WHAT THE TASK REQUIRES: Update the lines from the one containing "I need to find the truck side" through the one containing "[[43, 280, 252, 417]]", inclusive, changing "front bumper" to "rear bumper" and leaving everything else as it is. Output only those lines.

[Part of a data file]
----------

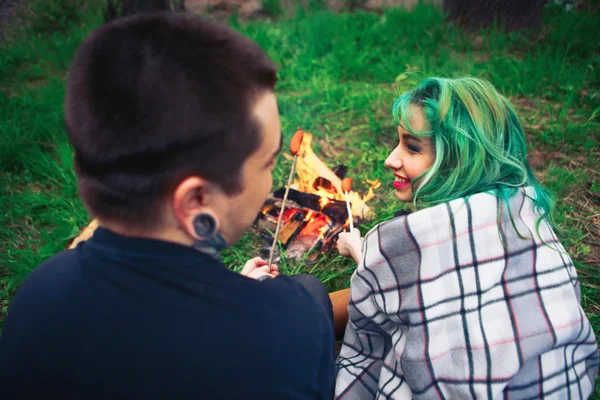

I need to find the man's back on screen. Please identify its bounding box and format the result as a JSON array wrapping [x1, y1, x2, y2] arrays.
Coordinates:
[[0, 229, 334, 399]]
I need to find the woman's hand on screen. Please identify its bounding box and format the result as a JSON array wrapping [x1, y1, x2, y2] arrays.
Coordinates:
[[338, 229, 362, 264], [240, 257, 279, 279]]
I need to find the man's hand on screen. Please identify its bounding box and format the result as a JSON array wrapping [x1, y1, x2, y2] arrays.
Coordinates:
[[338, 229, 362, 264], [240, 257, 279, 279]]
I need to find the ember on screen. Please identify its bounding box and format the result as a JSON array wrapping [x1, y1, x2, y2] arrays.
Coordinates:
[[256, 133, 380, 259]]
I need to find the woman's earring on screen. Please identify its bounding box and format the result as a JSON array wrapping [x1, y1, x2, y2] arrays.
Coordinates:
[[193, 213, 227, 260]]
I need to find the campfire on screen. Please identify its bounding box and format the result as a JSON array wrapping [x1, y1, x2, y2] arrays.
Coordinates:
[[255, 133, 380, 259]]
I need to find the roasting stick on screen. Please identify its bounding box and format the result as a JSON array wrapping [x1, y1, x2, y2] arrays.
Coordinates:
[[342, 178, 354, 232], [267, 129, 304, 268]]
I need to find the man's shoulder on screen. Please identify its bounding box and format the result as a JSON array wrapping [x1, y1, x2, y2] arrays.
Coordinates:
[[19, 249, 79, 290]]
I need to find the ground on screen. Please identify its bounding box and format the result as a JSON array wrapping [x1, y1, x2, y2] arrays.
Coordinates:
[[0, 1, 600, 399]]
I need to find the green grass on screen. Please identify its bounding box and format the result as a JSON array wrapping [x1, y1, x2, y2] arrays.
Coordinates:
[[0, 2, 600, 399]]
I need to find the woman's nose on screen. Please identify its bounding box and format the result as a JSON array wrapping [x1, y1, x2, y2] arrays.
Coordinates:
[[383, 149, 402, 169]]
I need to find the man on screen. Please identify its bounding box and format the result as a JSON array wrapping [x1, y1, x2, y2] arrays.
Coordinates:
[[0, 13, 334, 399]]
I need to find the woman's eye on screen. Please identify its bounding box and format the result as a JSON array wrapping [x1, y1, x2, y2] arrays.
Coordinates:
[[406, 144, 421, 153]]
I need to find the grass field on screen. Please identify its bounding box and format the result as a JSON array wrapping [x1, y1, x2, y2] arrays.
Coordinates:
[[0, 0, 600, 399]]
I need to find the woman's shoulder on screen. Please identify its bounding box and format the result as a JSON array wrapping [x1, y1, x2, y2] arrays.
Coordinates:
[[365, 187, 534, 252]]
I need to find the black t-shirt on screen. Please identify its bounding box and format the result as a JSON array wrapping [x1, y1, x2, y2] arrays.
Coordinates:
[[0, 228, 335, 399]]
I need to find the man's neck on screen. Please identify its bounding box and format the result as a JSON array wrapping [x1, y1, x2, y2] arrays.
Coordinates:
[[98, 221, 194, 246]]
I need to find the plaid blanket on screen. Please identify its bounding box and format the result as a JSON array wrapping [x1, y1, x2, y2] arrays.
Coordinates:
[[336, 188, 598, 399]]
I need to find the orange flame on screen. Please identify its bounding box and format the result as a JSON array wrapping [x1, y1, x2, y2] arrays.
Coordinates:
[[286, 133, 381, 218]]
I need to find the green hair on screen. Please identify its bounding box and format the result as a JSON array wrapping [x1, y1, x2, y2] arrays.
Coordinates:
[[392, 78, 554, 228]]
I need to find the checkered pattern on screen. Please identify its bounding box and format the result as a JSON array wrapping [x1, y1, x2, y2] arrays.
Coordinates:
[[336, 188, 598, 399]]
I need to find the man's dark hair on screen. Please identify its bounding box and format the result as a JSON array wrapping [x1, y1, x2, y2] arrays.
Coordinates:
[[65, 12, 277, 226]]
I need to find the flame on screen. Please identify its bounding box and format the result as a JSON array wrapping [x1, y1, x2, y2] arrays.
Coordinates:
[[287, 133, 381, 218], [319, 196, 329, 210]]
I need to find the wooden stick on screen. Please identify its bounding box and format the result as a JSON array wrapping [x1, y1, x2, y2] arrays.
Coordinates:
[[267, 154, 298, 267], [344, 192, 354, 232], [342, 178, 354, 232]]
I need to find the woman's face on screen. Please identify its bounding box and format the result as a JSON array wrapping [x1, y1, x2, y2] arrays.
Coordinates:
[[385, 106, 435, 202]]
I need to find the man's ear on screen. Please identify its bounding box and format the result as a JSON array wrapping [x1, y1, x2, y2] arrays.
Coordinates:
[[172, 176, 219, 240]]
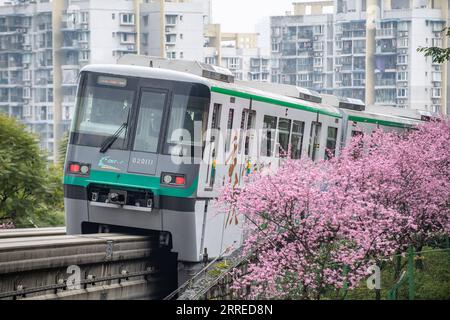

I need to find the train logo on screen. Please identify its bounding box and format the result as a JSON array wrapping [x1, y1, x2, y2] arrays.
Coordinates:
[[98, 157, 125, 171]]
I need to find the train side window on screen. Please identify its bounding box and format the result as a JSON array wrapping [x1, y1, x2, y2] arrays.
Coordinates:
[[243, 109, 256, 156], [291, 121, 305, 159], [278, 118, 291, 158], [352, 130, 364, 138], [308, 122, 322, 161], [261, 116, 277, 157], [133, 91, 167, 153], [225, 109, 234, 153], [325, 127, 338, 160], [206, 103, 222, 188]]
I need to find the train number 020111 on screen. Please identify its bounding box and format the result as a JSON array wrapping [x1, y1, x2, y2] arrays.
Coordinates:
[[131, 158, 153, 166]]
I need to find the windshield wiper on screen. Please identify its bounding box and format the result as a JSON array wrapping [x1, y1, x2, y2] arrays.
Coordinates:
[[100, 122, 128, 153]]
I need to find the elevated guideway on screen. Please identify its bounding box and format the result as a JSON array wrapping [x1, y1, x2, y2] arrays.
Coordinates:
[[0, 228, 177, 300]]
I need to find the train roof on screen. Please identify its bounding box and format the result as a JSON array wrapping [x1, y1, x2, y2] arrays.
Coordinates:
[[81, 64, 342, 118], [211, 81, 342, 118], [81, 64, 210, 86], [342, 110, 420, 128], [81, 60, 421, 127]]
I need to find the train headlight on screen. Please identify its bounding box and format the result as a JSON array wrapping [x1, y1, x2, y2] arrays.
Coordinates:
[[161, 173, 186, 187], [163, 174, 172, 184], [67, 162, 91, 176]]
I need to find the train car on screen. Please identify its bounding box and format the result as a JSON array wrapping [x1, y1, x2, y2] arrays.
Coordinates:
[[64, 56, 424, 262]]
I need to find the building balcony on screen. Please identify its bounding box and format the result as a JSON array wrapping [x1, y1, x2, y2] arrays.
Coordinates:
[[375, 28, 397, 39], [375, 47, 397, 55]]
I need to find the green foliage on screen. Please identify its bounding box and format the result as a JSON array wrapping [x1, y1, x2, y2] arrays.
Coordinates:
[[417, 27, 450, 63], [346, 248, 450, 300], [58, 132, 69, 166], [0, 114, 64, 227]]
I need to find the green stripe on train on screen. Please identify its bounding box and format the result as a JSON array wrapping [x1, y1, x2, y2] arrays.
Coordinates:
[[64, 170, 198, 198], [211, 87, 342, 118], [348, 116, 414, 128]]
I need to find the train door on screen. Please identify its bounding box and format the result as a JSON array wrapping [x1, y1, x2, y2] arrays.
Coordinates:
[[128, 88, 169, 175], [204, 103, 222, 191], [238, 109, 256, 182], [308, 122, 322, 161]]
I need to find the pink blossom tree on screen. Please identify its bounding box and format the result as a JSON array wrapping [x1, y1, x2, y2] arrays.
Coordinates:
[[218, 121, 450, 299]]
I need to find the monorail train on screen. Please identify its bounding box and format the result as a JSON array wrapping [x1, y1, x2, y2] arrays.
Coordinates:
[[64, 55, 424, 262]]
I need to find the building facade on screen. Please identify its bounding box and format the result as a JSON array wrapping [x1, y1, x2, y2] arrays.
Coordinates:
[[0, 0, 216, 160], [204, 28, 270, 82], [271, 0, 448, 113]]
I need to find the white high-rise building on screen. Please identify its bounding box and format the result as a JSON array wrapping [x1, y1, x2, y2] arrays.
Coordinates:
[[0, 0, 211, 159], [271, 0, 449, 113], [141, 0, 211, 61]]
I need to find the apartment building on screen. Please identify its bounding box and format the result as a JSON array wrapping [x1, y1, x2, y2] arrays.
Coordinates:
[[271, 0, 448, 113], [0, 0, 211, 160], [204, 24, 270, 82], [141, 0, 211, 61], [271, 1, 334, 93], [0, 0, 270, 160]]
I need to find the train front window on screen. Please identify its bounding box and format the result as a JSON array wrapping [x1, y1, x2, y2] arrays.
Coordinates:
[[164, 84, 210, 156], [72, 74, 135, 149], [134, 91, 167, 153]]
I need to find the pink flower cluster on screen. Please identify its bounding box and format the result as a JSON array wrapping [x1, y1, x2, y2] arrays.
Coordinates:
[[0, 222, 14, 230], [218, 120, 450, 299]]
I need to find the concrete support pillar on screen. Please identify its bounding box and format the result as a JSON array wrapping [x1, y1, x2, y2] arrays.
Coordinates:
[[366, 0, 380, 105], [134, 0, 141, 54], [160, 0, 166, 58], [441, 0, 449, 115], [52, 0, 65, 163]]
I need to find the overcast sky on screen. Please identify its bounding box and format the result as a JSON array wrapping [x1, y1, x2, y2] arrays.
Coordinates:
[[212, 0, 301, 32]]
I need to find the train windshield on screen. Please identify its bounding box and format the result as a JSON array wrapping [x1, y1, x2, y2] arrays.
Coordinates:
[[72, 74, 135, 149], [71, 72, 211, 156], [164, 84, 210, 155]]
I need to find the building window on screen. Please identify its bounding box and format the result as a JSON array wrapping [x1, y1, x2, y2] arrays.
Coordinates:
[[397, 71, 408, 81], [398, 38, 409, 48], [166, 15, 177, 25], [397, 56, 408, 64], [432, 88, 441, 98], [261, 116, 278, 157], [397, 88, 408, 98], [120, 13, 134, 25]]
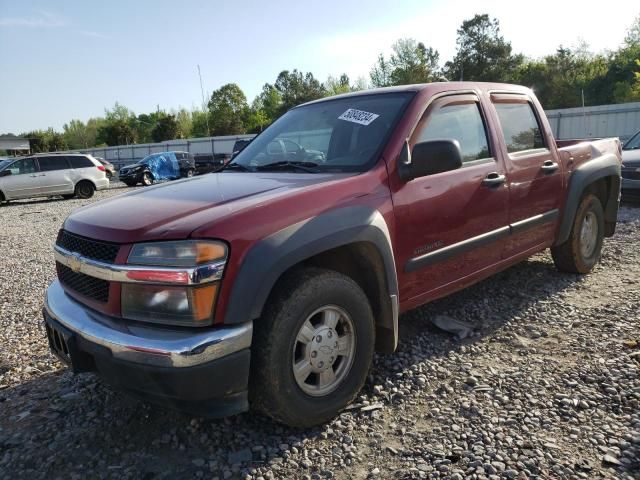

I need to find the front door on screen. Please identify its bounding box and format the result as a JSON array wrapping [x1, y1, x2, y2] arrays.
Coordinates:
[[0, 158, 41, 200], [393, 94, 509, 304], [491, 94, 564, 258]]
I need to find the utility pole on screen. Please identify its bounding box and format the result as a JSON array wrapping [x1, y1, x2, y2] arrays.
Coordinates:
[[198, 65, 210, 136]]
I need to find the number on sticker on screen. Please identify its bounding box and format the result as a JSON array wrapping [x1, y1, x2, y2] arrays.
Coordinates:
[[338, 108, 380, 125]]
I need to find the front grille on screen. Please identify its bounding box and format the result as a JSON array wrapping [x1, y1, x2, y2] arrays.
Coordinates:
[[56, 262, 109, 303], [56, 230, 120, 263], [622, 167, 640, 180]]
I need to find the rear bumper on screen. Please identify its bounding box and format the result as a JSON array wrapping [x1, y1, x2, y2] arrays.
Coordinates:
[[95, 177, 109, 190], [621, 178, 640, 198], [43, 281, 252, 417]]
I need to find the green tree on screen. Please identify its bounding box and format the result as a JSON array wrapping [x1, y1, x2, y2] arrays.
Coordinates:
[[62, 118, 102, 150], [444, 14, 524, 82], [370, 38, 440, 87], [274, 69, 326, 116], [209, 83, 249, 135], [151, 114, 179, 142], [324, 73, 351, 96], [97, 120, 136, 147], [19, 130, 49, 153]]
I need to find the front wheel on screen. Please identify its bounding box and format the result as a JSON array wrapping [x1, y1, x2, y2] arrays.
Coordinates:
[[250, 268, 375, 427], [142, 172, 153, 187], [75, 180, 95, 198], [551, 194, 604, 273]]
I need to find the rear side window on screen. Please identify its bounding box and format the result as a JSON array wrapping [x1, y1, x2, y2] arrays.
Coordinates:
[[38, 155, 69, 172], [416, 102, 490, 162], [7, 158, 36, 175], [67, 156, 95, 168], [494, 103, 545, 153]]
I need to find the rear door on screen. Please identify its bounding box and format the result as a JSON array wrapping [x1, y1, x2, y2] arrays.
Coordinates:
[[38, 155, 75, 195], [393, 93, 509, 303], [491, 93, 564, 258], [0, 158, 41, 200]]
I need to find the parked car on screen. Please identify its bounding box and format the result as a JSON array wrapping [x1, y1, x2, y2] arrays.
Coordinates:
[[94, 157, 116, 180], [0, 153, 109, 202], [194, 153, 231, 175], [118, 152, 196, 187], [44, 82, 620, 427], [622, 131, 640, 201]]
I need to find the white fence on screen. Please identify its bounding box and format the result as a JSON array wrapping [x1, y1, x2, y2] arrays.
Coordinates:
[[65, 135, 255, 168], [546, 102, 640, 140]]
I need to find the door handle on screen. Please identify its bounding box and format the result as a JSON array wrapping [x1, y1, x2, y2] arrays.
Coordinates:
[[482, 172, 507, 187], [540, 160, 558, 173]]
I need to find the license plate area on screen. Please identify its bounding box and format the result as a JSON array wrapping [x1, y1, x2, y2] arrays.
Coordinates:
[[44, 311, 95, 373]]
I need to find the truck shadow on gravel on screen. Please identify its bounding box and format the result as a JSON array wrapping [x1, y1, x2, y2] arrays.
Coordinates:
[[0, 254, 604, 479]]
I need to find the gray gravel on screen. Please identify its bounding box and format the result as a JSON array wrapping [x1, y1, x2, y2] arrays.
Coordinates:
[[0, 189, 640, 479]]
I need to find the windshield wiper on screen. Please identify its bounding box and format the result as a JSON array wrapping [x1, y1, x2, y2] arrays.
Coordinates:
[[256, 160, 318, 173], [218, 163, 251, 172]]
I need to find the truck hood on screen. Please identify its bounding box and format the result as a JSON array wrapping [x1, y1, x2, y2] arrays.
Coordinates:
[[64, 172, 351, 243], [622, 148, 640, 167]]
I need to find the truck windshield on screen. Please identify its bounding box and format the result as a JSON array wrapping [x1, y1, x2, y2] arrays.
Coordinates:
[[622, 132, 640, 150], [227, 92, 414, 173]]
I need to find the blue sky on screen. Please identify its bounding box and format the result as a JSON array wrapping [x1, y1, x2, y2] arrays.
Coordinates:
[[0, 0, 640, 133]]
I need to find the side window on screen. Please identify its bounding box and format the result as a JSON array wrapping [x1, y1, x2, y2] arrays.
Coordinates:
[[38, 155, 69, 172], [494, 103, 545, 153], [416, 102, 491, 162], [9, 158, 36, 175], [67, 155, 94, 168]]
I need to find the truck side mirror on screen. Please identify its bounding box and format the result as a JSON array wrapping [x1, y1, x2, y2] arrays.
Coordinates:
[[399, 140, 462, 182]]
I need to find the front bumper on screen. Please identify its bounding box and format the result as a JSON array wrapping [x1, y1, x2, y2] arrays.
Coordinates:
[[43, 280, 252, 417]]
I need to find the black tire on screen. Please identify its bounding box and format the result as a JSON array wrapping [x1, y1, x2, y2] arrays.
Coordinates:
[[75, 180, 96, 198], [249, 268, 375, 428], [551, 194, 604, 273], [142, 172, 153, 187]]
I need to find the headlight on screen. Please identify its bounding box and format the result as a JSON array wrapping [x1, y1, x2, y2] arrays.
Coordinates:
[[121, 240, 227, 326]]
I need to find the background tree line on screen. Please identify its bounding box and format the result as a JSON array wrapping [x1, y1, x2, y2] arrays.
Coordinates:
[[6, 14, 640, 152]]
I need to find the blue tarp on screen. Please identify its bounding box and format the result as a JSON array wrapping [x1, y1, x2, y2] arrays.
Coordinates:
[[140, 152, 180, 180]]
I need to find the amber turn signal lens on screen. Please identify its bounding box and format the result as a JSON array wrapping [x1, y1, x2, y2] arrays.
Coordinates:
[[196, 242, 227, 264], [192, 283, 218, 321]]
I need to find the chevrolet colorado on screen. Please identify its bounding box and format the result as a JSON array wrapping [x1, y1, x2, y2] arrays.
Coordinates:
[[43, 82, 621, 427]]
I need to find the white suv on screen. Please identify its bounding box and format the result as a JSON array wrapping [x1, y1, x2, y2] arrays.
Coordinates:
[[0, 154, 109, 202]]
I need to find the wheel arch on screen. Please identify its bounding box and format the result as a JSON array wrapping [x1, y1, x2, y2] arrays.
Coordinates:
[[224, 206, 398, 352], [554, 154, 620, 245], [73, 178, 98, 192]]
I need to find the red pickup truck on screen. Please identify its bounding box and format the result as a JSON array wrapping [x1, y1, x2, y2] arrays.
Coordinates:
[[44, 82, 621, 426]]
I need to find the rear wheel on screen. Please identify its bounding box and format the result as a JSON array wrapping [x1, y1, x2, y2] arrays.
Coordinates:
[[142, 172, 153, 187], [551, 194, 604, 273], [250, 268, 375, 427], [75, 180, 95, 198]]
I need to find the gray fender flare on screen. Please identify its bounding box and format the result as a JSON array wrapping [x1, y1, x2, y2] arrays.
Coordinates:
[[555, 154, 620, 245], [224, 206, 398, 348]]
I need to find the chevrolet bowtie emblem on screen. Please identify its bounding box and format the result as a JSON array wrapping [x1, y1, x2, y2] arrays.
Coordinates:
[[69, 253, 82, 272]]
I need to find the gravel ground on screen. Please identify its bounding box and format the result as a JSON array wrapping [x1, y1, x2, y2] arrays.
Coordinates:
[[0, 189, 640, 479]]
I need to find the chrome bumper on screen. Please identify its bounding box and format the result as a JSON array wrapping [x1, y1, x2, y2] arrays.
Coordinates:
[[44, 280, 253, 368]]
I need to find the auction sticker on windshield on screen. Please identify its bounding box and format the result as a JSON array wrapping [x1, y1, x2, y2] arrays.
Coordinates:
[[338, 108, 380, 125]]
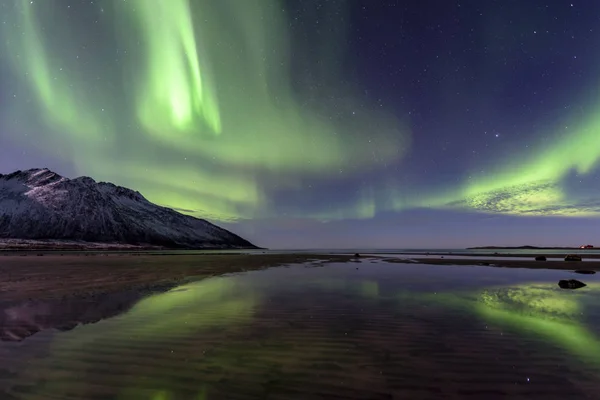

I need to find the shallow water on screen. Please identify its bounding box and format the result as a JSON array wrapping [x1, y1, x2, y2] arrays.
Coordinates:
[[0, 260, 600, 400]]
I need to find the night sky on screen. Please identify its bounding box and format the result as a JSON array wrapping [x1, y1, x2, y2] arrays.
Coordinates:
[[0, 0, 600, 248]]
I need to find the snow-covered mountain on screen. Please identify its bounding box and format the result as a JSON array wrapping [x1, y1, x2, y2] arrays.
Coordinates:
[[0, 169, 255, 248]]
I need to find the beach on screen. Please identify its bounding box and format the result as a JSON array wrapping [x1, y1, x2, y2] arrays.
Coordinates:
[[0, 252, 600, 301], [0, 253, 600, 400]]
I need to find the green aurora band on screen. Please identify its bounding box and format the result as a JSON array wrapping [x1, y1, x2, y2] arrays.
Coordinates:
[[3, 0, 409, 220], [0, 0, 600, 221]]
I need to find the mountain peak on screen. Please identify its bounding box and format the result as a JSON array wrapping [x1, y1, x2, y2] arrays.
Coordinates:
[[0, 168, 255, 248]]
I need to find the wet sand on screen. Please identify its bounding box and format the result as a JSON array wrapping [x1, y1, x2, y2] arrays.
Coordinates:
[[0, 253, 600, 301], [400, 254, 600, 271], [0, 253, 351, 301]]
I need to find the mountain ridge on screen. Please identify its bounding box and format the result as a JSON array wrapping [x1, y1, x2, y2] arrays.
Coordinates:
[[0, 168, 256, 249]]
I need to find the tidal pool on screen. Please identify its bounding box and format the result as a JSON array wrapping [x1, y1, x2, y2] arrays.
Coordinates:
[[0, 259, 600, 400]]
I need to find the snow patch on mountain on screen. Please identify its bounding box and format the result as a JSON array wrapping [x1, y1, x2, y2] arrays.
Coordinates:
[[0, 168, 255, 248]]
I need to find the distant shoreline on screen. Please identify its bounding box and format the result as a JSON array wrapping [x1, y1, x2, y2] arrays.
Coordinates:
[[0, 238, 265, 253], [465, 246, 600, 250]]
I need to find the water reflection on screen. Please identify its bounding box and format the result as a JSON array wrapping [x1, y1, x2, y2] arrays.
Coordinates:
[[0, 261, 600, 400]]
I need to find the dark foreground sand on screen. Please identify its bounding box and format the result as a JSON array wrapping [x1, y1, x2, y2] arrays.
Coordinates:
[[0, 253, 600, 301], [0, 253, 351, 301]]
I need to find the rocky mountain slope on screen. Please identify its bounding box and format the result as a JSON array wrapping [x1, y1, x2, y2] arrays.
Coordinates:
[[0, 169, 255, 248]]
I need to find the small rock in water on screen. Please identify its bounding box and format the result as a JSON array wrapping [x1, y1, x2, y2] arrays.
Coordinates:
[[575, 269, 596, 275], [558, 279, 586, 289]]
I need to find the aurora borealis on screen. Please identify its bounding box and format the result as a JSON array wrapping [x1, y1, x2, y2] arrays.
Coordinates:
[[0, 0, 600, 247]]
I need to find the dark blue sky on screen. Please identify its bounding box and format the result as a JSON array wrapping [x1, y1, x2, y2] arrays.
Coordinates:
[[0, 0, 600, 248]]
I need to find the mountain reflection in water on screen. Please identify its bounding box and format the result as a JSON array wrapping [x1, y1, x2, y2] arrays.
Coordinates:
[[0, 260, 600, 400]]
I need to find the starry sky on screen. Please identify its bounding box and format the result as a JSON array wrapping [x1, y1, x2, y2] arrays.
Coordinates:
[[0, 0, 600, 248]]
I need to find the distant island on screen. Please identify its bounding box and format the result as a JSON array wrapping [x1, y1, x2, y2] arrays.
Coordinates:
[[467, 244, 594, 250]]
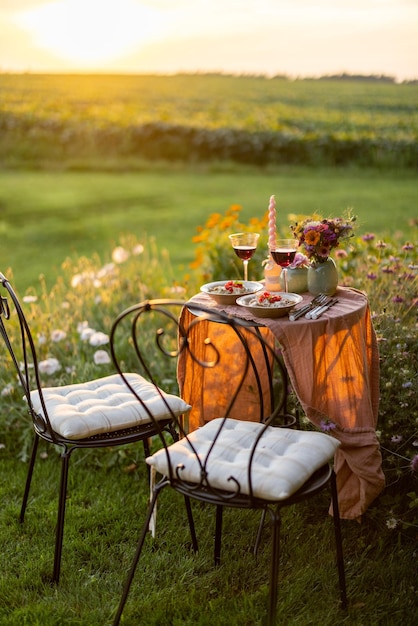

----------

TASK RESPONSE:
I need to find the truck side mirror on screen. Please identify its bounding box and format the result as a JSON array wrapping [x1, y1, x2, y2] arrays.
Coordinates:
[[399, 140, 462, 182]]
I need to find the rear bumper on screen. Please identify its bounding box and format the result as a JSON array wrapping [x1, y1, x2, y2] arrays.
Coordinates:
[[43, 280, 252, 417]]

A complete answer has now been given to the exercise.